> [What is needed] In the rows below, switch every "field log" to "survey sheet" and leave everything else unchanged.

> [Excerpted data]
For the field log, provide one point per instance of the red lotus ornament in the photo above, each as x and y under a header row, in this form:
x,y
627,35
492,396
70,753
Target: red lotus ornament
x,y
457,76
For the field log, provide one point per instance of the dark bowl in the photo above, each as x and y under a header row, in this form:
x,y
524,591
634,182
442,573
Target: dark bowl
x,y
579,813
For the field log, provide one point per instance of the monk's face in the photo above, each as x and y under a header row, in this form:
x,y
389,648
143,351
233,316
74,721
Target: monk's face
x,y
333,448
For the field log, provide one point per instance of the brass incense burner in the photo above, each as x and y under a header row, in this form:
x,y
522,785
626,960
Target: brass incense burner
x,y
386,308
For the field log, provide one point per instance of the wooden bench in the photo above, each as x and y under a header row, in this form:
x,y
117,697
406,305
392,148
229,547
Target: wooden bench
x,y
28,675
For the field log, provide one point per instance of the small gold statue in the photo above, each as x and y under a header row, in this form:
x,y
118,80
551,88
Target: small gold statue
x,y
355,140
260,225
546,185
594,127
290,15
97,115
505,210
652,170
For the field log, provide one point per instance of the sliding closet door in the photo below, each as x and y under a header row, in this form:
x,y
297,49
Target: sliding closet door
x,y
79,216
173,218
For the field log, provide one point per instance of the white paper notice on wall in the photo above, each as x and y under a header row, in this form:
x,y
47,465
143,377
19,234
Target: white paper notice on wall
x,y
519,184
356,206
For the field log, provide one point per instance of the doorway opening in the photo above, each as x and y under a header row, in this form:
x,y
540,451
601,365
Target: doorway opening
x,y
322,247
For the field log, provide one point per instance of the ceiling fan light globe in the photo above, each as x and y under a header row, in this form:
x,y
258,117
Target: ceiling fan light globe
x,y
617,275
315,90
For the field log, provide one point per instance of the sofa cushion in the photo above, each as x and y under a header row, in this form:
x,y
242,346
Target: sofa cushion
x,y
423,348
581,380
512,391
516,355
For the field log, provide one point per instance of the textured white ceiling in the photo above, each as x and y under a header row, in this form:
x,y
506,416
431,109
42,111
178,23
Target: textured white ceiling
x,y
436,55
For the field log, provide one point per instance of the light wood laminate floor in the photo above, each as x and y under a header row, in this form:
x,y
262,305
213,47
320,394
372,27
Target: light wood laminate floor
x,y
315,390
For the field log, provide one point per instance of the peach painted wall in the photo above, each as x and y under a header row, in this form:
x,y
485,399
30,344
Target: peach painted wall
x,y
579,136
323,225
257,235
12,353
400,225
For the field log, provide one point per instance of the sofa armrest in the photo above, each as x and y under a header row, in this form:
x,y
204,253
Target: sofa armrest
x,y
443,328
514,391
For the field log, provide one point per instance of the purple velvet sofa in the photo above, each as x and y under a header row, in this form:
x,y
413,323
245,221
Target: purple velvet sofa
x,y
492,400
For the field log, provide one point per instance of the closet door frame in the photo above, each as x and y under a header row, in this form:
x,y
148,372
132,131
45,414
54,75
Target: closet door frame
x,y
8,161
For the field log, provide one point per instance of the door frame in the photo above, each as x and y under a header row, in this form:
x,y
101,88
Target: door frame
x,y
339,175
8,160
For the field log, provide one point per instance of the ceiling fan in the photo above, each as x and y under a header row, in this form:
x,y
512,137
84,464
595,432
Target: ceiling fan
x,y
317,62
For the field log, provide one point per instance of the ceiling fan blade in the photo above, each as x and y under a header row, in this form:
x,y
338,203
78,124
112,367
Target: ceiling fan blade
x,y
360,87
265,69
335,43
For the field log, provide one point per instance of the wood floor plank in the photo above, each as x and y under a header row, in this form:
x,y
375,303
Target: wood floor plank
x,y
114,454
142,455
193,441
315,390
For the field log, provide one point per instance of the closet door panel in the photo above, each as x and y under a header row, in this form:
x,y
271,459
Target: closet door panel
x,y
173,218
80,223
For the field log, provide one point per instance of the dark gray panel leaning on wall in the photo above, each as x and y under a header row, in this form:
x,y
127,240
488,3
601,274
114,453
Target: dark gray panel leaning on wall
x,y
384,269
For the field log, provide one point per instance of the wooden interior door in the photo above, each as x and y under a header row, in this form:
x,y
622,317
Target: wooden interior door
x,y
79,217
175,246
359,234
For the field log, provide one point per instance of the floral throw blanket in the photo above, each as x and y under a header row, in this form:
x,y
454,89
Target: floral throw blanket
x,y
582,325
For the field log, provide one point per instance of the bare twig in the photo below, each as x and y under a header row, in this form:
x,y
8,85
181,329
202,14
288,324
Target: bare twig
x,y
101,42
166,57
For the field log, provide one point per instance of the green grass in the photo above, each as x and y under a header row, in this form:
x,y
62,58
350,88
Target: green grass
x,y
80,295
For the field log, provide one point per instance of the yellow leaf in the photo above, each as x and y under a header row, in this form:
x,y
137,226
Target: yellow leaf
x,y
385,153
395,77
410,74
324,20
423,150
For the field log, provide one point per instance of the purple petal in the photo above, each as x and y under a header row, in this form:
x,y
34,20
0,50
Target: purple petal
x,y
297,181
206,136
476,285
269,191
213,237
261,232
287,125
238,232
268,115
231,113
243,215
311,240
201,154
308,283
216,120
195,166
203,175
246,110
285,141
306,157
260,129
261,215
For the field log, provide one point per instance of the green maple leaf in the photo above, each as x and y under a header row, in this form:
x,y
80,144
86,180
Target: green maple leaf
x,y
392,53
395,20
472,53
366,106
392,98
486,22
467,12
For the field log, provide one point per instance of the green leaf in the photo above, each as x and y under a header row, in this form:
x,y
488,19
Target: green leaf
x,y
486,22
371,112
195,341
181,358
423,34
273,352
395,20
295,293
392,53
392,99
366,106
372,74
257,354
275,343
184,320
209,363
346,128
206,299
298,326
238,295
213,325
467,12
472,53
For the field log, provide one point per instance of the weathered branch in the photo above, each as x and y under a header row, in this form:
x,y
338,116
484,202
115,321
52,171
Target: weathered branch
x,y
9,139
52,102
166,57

> [The answer]
For the survey sheet, provide one point per instance of the red lotus ornament in the photo above, each as x and y under a header row, in this form:
x,y
627,35
492,396
70,753
Target: red lotus ornament
x,y
457,76
For the survey sheet, provide one point per instance of the dark bowl in the photo above, each as x and y under a header row, in this form:
x,y
524,591
634,182
442,573
Target: dark bowl
x,y
579,813
For the survey sheet, provide one point per instance of the monk's face in the photo above, each as x and y under a header row, in this form:
x,y
389,648
143,351
233,316
74,721
Target: monk's face
x,y
333,448
For the survey sheet, provide one point per instance of the brass incense burner in the photo above, each as x and y under a header row, in this form:
x,y
522,785
626,960
Target: brass incense burner
x,y
386,308
For the survey sheet, provide one point per instance of the wooden bench in the photo above, each as x and y under a header row, in this form:
x,y
117,697
406,305
392,148
229,547
Target: wooden bench
x,y
28,675
For the survey sheet, provide one point per instance of the small gold statue in the photo above, each as x and y under a header row, in this form:
x,y
118,80
551,88
Target: small gold statue
x,y
355,140
260,225
546,185
594,127
290,15
97,115
505,210
652,170
For the survey sheet, provide one point per instance of the sliding closet door in the photo below, each as x and y under a header row, in this form:
x,y
297,49
Target: sliding closet door
x,y
79,216
173,218
For the survey sheet, provide one point per instance of the white paper notice on wall in the photo above, each as x and y under a header row, in this form:
x,y
47,465
143,377
19,234
Target: white paper notice on wall
x,y
519,184
356,206
For the survey sheet, provide one point per instance of the doorway opening in the photo above, each as x and y under a header row, in this form:
x,y
540,451
601,365
Target: doorway opening
x,y
322,247
For the survey sheet, provide one point per instance of the ceiling fan light globe in the photo above, each as x and y under a header row, in this form:
x,y
258,117
Target: ceiling fan light globe
x,y
617,275
315,90
For the survey sheet, provide one point per instance of the sofa cushion in the photo above, each as x and y under a header row, in this form:
x,y
242,346
Target: sofa cushion
x,y
423,348
581,380
512,391
516,355
For the survey sheet, provide one point per instance of the textured white ceiling in the photo above, each as x and y under a header row, in this form:
x,y
506,416
431,109
42,111
178,23
Target: textured white ceiling
x,y
436,55
For the survey sheet, provide one point per instance of the light wood laminate floor in the photo above, each as x and y under a header row, in this form:
x,y
262,305
213,47
320,394
372,27
Target: light wood laminate floor
x,y
315,390
For the survey sheet, provide one point per instance of the peach painted wall in the photo above, each as x and y under a header row, in this form:
x,y
485,399
30,344
Target: peach painted wall
x,y
579,136
323,225
257,235
12,353
400,225
For the survey sheet, provide one point per instance of the sofa armrest in the photo above, each as x and y under a header row, in this form:
x,y
204,253
Target: sofa armrest
x,y
443,328
514,391
For the survey sheet, provide one point per instance of the purple velvet sofa in the photo above, each as x and y under a header row, in this form:
x,y
413,323
245,221
Target: purple velvet sofa
x,y
492,400
For the survey sheet, provide one point per instance of the closet door frame in the photo above, each as x and y under a header row, in this form:
x,y
148,372
132,131
45,414
54,75
Target: closet door frame
x,y
8,161
For the survey sheet, provide one point per instance of the door frame in the photo above, each as x and y under a header row, in this form:
x,y
101,88
Target: door frame
x,y
339,175
8,160
For the survey sheet, provide one point per instance of the ceiling fan in the photo above, each as x and y under a header row, in this form:
x,y
512,137
84,464
595,432
Target: ceiling fan
x,y
317,62
For the survey sheet, provide one point per instance of the ceiling fan blade in the photo above, each as x and y under a header row, in this form:
x,y
338,203
78,124
112,367
Target: ceiling fan blade
x,y
360,87
265,69
335,43
For the survey sheet, provide one point per instance of the wood floor plank in the photo above, each as x and y under a header row, in this form:
x,y
375,303
Target: wood floor plank
x,y
114,454
142,455
193,441
315,390
For the survey sheet, provide one point per instance of the closet door panel in the photo above, each as x and y under a header row, in this form:
x,y
271,459
Target: closet door panel
x,y
173,218
80,223
For the survey sheet, provide one point per instance of the dark gray panel leaning on wall in the photo above, each as x and y under a header row, in this form:
x,y
127,240
488,3
601,274
114,453
Target: dark gray panel leaning on wall
x,y
384,269
For the survey sheet, provide one point per instance of the wooden interior door in the photo above, each as x and y under a header row, in this form:
x,y
622,317
Target: wooden interior door
x,y
79,217
175,246
359,234
For the survey sheet, provide one point per instance of the floral throw blanket in the photo above, each as x and y under a header row, in this form:
x,y
454,89
Target: floral throw blanket
x,y
582,325
For the survey sheet, provide one point per instance of the bare twig in the photo below, each as x and y under a header row, in this form:
x,y
8,85
181,329
202,14
288,324
Target: bare twig
x,y
101,42
166,57
For the survey sheet, provide one point per instance of the green grass in the photo above, each as x and y under a header row, in this form:
x,y
62,58
350,88
Target: green grass
x,y
80,295
For the survey sheet, provide one point per instance of the yellow leaf in the photo above, each as x and y under a header row, in this form:
x,y
137,226
Target: yellow leaf
x,y
385,153
395,77
410,74
324,20
423,150
For the survey sheet, provide one point per instance of the purple petal in the photo above, each as x and y under a header row, in this form:
x,y
34,20
0,50
Target: purple petal
x,y
297,181
206,136
476,285
269,191
213,237
261,232
287,125
238,232
268,115
231,113
243,215
311,240
201,154
308,283
216,120
195,166
203,175
246,110
285,141
306,157
260,129
261,215
For the survey sheet, provide one point per instance of the green maple leaf in the photo above, each as x and y under a header row, in this form:
x,y
80,144
86,180
Target: green maple leaf
x,y
392,53
395,20
472,53
366,106
392,98
486,22
467,12
For the survey sheet, provide one point per instance of the green leaf in the photo above, each as x and y under a header row, in this form:
x,y
488,19
Target: green leaf
x,y
486,22
371,112
195,341
181,358
423,34
273,352
395,20
295,293
392,53
392,99
366,106
372,74
257,354
275,343
184,320
209,363
346,128
206,299
298,326
238,295
213,325
467,12
472,53
For the survey sheet, provide one point per instance of the weathered branch in the photo above, each as x and y under a header row, in this form:
x,y
338,116
484,202
115,321
52,171
Target: weathered branch
x,y
9,139
52,102
166,57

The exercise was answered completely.